== Passage to read ==
--- Start ---

Looks like you have found a good finish with the CA/BLO method. Develope  it and you'll likely not use much lacquer. I personally use catalyzed lacquers and conversion varnishes to finish my pens b/c I have them available and find them easier to use than CA finishes (I usually turn 5-10 pens at a time and finish them all at once using an airbrush). 

There are various articles and topics on using lacquer--- spraying or dipping. Use the search option and you'll get a LOT of info. Personally I've never even sprayed Deft on a pen since I have much more durable finishes available to me.


----------



## jeffj13 (Sep 15, 2006)

Samuel,

If you have a compressor, I would suggest buying an airbrush for spraying lacquer.  I started spraying lacquer with a rattle can, but I got tired of wasting lacquer because of the overspray.

I found I had more control, got better results and wasted less material with an airbrush.

Since money appears to be an issue for you (as it is for me, you can typically pick one up on sale at Harbor Freight for around $6.00.

jeff


----------



## samuel07 (Sep 15, 2006)

jeffj13

Are you refering to an artists type airbrush? I have a Badger model 150 and a small compressor. (I think that is right?)


----------



## alamocdc (Sep 16, 2006)

Samuel, your Badger should work just fine. My Pasche brushes do.


----------



## Blind_Squirrel (Sep 16, 2006)

> _Originally posted by RussFairfield_
> <br />The hardest finish we can put on a pen, short of dipping it an acrylic, is Enduro; and Enduro is a waterborne Polyurethane. There is no comparison between Enduro and the MinWax Polycrylic.



Russ, 

Is Enduro harder than CA?

--- End ---

== Material supplied ==
--- Start ---

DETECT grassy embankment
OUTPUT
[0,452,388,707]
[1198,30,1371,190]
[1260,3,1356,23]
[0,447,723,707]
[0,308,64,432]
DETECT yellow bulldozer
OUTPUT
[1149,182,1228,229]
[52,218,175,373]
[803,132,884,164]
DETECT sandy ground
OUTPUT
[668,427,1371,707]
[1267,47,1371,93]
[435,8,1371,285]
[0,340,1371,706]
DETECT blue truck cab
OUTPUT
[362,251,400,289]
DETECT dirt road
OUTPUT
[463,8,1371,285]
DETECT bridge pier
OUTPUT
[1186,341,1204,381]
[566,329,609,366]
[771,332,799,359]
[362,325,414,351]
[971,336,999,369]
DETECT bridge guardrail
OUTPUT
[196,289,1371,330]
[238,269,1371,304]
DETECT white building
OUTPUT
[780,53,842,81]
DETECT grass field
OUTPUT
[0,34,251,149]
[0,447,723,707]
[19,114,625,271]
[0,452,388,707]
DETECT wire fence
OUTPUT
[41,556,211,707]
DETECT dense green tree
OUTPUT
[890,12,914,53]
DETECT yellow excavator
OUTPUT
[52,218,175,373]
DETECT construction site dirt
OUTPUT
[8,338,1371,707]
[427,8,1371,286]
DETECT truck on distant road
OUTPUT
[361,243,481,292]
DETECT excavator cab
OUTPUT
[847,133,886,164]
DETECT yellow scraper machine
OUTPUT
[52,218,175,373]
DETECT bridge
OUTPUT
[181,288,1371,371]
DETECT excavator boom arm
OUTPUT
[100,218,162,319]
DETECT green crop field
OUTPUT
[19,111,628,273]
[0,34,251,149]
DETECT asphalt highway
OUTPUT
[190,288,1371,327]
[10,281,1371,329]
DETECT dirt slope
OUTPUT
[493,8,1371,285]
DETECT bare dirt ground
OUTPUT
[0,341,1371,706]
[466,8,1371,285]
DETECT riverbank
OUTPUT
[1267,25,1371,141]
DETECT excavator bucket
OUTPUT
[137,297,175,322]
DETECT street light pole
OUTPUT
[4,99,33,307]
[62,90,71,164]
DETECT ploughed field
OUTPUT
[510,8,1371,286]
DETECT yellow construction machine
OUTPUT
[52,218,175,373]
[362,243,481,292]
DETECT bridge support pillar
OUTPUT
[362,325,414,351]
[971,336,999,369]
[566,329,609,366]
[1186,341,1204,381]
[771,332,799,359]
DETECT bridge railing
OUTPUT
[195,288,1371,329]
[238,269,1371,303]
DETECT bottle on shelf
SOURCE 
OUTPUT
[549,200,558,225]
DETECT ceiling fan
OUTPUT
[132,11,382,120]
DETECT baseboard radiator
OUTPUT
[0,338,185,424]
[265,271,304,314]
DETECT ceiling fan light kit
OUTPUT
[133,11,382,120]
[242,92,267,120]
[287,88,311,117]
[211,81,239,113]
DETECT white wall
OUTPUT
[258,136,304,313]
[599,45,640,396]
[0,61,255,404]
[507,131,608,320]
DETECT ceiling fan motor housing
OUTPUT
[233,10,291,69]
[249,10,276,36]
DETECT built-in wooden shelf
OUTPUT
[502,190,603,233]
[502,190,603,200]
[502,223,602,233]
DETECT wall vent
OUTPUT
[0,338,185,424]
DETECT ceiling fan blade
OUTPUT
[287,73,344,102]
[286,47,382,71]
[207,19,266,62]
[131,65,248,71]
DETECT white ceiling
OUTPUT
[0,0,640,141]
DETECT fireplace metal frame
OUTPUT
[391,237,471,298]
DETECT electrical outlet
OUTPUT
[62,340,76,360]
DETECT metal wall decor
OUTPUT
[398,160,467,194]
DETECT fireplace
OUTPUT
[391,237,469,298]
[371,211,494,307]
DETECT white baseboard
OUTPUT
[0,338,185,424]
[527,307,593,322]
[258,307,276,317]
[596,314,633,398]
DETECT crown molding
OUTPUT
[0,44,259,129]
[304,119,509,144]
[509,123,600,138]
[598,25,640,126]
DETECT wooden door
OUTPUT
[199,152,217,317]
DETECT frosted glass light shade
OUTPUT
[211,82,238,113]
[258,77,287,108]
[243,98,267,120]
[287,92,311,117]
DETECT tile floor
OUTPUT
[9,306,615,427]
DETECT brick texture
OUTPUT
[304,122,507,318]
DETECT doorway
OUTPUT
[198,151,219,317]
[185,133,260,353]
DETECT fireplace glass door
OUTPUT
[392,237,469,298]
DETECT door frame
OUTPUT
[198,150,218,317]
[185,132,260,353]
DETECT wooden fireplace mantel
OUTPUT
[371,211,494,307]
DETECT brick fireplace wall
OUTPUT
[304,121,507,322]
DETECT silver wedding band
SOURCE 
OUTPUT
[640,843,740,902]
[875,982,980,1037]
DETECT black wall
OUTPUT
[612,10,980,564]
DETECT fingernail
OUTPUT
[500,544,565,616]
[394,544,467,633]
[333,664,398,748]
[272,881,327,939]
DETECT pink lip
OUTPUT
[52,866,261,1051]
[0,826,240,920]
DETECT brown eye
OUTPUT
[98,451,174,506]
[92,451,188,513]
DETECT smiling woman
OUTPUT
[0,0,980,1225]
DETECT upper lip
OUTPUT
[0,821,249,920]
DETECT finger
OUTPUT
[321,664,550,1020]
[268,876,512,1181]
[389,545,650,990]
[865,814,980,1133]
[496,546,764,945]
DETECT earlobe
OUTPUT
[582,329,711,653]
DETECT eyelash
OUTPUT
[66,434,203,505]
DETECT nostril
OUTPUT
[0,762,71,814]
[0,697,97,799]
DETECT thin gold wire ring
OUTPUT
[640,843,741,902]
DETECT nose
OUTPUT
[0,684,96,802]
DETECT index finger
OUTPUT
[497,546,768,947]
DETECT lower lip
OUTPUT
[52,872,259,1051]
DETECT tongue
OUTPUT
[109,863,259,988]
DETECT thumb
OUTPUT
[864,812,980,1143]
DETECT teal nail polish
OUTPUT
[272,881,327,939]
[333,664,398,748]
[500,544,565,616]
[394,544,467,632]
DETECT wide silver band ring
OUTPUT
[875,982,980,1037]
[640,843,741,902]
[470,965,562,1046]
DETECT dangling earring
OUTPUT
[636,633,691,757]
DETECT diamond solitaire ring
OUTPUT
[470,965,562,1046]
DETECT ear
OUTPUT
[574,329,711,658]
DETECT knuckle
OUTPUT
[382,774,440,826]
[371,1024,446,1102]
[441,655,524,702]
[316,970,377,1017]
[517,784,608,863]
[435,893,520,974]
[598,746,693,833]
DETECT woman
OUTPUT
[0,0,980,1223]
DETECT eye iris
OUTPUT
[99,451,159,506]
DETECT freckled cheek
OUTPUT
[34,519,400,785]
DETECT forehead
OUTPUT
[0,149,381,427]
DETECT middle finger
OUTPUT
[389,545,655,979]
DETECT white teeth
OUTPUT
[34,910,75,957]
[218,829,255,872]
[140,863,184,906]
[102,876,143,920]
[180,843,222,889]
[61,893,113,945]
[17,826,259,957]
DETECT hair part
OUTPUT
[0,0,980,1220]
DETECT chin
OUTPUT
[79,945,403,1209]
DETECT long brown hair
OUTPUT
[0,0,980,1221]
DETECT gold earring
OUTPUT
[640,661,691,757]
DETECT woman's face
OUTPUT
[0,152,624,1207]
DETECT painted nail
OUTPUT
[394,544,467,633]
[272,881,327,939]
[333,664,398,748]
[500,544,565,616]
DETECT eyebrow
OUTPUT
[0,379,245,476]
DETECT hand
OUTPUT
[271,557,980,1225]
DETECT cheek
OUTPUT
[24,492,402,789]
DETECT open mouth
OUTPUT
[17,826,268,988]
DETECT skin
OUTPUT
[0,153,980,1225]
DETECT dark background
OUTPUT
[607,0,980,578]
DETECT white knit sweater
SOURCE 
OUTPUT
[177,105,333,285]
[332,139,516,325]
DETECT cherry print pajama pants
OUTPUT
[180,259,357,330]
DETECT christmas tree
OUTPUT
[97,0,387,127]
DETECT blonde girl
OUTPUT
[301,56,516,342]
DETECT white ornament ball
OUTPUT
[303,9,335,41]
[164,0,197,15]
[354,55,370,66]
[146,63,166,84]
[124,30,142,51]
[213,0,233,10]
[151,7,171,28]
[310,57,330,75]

--- End ---

== The tasks ==
1. In the pen-finishing thread, where does jeffj13 say an airbrush can typically be bought on sale for around $6.00?
2. Reproduce everything in the pen-finishing thread from "Since money appears" down to "samuel07 (Sep 15, 2006)".

== Expected responses ==
1. At Harbor Freight.

2.
Since money appears to be an issue for you (as it is for me, you can typically pick one up on sale at Harbor Freight for around $6.00.

jeff


----------



## samuel07 (Sep 15, 2006)